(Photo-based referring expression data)
════
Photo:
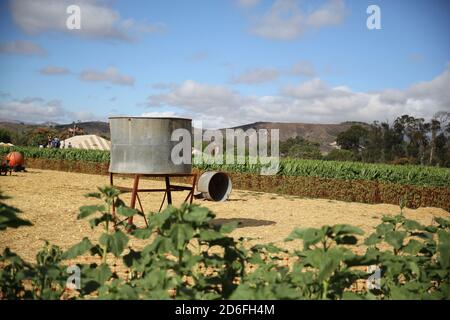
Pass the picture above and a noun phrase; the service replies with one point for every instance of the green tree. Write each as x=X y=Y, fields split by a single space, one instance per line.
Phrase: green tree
x=353 y=138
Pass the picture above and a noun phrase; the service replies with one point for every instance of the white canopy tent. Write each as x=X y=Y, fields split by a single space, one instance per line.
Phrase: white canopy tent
x=88 y=141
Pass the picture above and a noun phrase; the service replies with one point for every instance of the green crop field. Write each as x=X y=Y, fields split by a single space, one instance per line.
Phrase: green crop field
x=408 y=174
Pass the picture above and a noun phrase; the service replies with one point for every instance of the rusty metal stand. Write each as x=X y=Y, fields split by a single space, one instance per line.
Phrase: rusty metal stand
x=167 y=190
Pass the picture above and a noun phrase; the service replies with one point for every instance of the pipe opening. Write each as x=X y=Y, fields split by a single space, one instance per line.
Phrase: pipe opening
x=215 y=186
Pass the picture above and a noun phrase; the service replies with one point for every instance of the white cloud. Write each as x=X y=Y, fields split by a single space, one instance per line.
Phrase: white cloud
x=32 y=110
x=303 y=68
x=98 y=19
x=331 y=13
x=256 y=76
x=247 y=3
x=40 y=110
x=111 y=75
x=54 y=70
x=285 y=20
x=310 y=101
x=22 y=47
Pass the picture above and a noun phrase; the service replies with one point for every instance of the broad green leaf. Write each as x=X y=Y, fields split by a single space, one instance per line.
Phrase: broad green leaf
x=413 y=247
x=346 y=240
x=142 y=233
x=208 y=235
x=115 y=243
x=444 y=248
x=412 y=225
x=395 y=238
x=373 y=239
x=180 y=235
x=197 y=214
x=310 y=236
x=127 y=212
x=342 y=229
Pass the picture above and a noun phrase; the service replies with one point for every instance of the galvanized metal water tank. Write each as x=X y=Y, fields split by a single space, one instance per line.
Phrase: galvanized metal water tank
x=143 y=145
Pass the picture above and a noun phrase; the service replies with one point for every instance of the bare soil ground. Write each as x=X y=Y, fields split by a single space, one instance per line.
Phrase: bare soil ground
x=50 y=200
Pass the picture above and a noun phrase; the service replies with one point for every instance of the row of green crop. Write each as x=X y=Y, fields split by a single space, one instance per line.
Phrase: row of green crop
x=60 y=154
x=410 y=174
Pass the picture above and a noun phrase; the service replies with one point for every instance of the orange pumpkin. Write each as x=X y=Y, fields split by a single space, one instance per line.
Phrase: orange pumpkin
x=15 y=159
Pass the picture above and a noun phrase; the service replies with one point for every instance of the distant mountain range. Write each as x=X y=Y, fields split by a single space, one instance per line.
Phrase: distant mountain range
x=324 y=134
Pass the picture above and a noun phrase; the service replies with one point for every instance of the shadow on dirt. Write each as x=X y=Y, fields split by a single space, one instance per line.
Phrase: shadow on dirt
x=243 y=222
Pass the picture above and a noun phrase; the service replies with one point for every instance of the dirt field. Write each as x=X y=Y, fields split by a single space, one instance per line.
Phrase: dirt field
x=50 y=200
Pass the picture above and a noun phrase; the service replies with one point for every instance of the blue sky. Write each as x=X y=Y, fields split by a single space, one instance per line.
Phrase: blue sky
x=224 y=62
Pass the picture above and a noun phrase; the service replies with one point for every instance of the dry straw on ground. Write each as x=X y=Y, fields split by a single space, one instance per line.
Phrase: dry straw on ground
x=50 y=200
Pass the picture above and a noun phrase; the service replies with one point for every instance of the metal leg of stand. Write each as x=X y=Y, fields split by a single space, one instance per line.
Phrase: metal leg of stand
x=169 y=193
x=134 y=195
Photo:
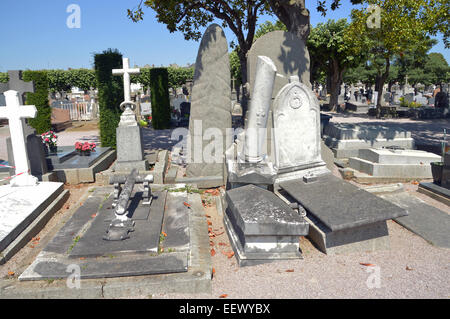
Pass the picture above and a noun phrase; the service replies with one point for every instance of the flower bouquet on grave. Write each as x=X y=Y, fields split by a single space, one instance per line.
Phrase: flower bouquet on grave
x=49 y=139
x=85 y=149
════
» What is being asked:
Each line above gets copied exactly; leave the pictures out.

» Answer to this task:
Photo:
Pass the picture above and a noun phrase; the service replies with one point for every instance of the green tree. Write each as x=X y=Y, fields split by a single space, one instance per line.
Phrase: green tree
x=353 y=138
Pass the picture above and a noun phrase; the service replies with one point for every instance of the white canopy tent. Write each as x=X y=Y, fields split by a single space, one instance per line.
Phrase: white canopy tent
x=88 y=141
Pass the picture above and a noun phrase; the service replies with one point for every instance of the green crop field. Write each as x=X y=Y, fields split by a single space, one instance per line.
Phrase: green crop field
x=408 y=174
Pass the picture above and a noun phrase; the service replies with one point for every instance of the rusty metal stand. Write each as x=X y=Y, fields split by a single space, one instance per line.
Phrase: rusty metal stand
x=167 y=190
Pass the picture above and a noun phrase; the service replies with one point for every instance of the pipe opening. Write each as x=X y=Y, fields split by a single space, one instance per line.
Phrase: pipe opening
x=215 y=186
Pass the picture above and a noun phrase; the service replies with one point for every instance of the white cloud. Write each as x=X y=Y, fields split by a single space, one instance per line.
Phrase: white cloud
x=32 y=110
x=303 y=68
x=98 y=19
x=331 y=13
x=256 y=76
x=247 y=3
x=40 y=110
x=111 y=75
x=54 y=70
x=285 y=20
x=310 y=101
x=22 y=47
Pass the picture above and a noun phrase; the service replies with one point for every instance of the broad green leaf. Write each as x=X y=Y, fields split by a single space, one instance per line.
Phrase: broad green leaf
x=413 y=247
x=346 y=240
x=142 y=233
x=208 y=235
x=115 y=243
x=444 y=248
x=412 y=225
x=395 y=238
x=373 y=239
x=180 y=235
x=197 y=214
x=310 y=236
x=127 y=212
x=342 y=229
Pass the picture above and a noun phrase; the service replies with one point for every instance of the galvanized metal water tank. Write each as x=X y=Y, fields split by a single space, one instance per line.
Phrase: galvanized metal water tank
x=143 y=145
Pass the picture above and a noun phrase; the service replies with one point for every instance of the bare soil ground. Write each as x=X y=Y, fields split by a single space, one instance per line.
Phrase: bare soil ground
x=50 y=200
Pass the picture above and a noun phrase; the service replies with one point for every instance of the row of green crop. Write each as x=X y=Y, fields split by a single space, one instance per line.
Phrase: row of green crop
x=60 y=154
x=410 y=174
Pass the picture above and a noun phrase; the service replies with one point for every instance of the orange pumpkin. Write each as x=X y=Y, fields split by a single space, one instance per line.
Phrase: orange pumpkin
x=15 y=159
Pass the picture above and a noun phrase; the service replies with one point for every instance of the distant mountain range. Write each as x=X y=Y, fields split by a single space, one instance per line.
Phrase: distant mountain range
x=324 y=134
Pass the picture above and a noun phrase; the service replies with one point for every instance of the shadow on dirt. Write each as x=X y=Y, fields split by a single space, one instance per line.
Phrase: shadow on dirt
x=243 y=222
Pass the picture above and a noun phrase; the service replies with one point for every instance of the dirt field. Write each as x=X y=Y, fields split by a single space, one instance per line.
Phrase: dirt field
x=50 y=200
Pass the picture above and a noun phrase; the service replies with one point for every instance of the blue sky. Write each as x=X y=Y, fields split by a single space, one instance per line.
Phrase: blue sky
x=224 y=62
Pass the picture above and a noun phrase; the service replies with one point for every instance of the dry straw on ground. Write each as x=X y=Y, fields split by a single space, one instance per line.
Phrase: dry straw on ground
x=50 y=200
Pass the picture above and a noun phrase; the service replies with one point for every instance of the metal leg of stand. Write each as x=X y=Y, fields split by a single space, one instance per line.
Phrase: metal leg of stand
x=169 y=193
x=134 y=195
Photo:
Pass the picture above and a noun phrase; the service replies with one point for every instance of the flower bouquet on grave. Write each as x=X y=Y, fields split by a single space, one instance per line.
Phrase: flower bouquet on grave
x=49 y=139
x=85 y=149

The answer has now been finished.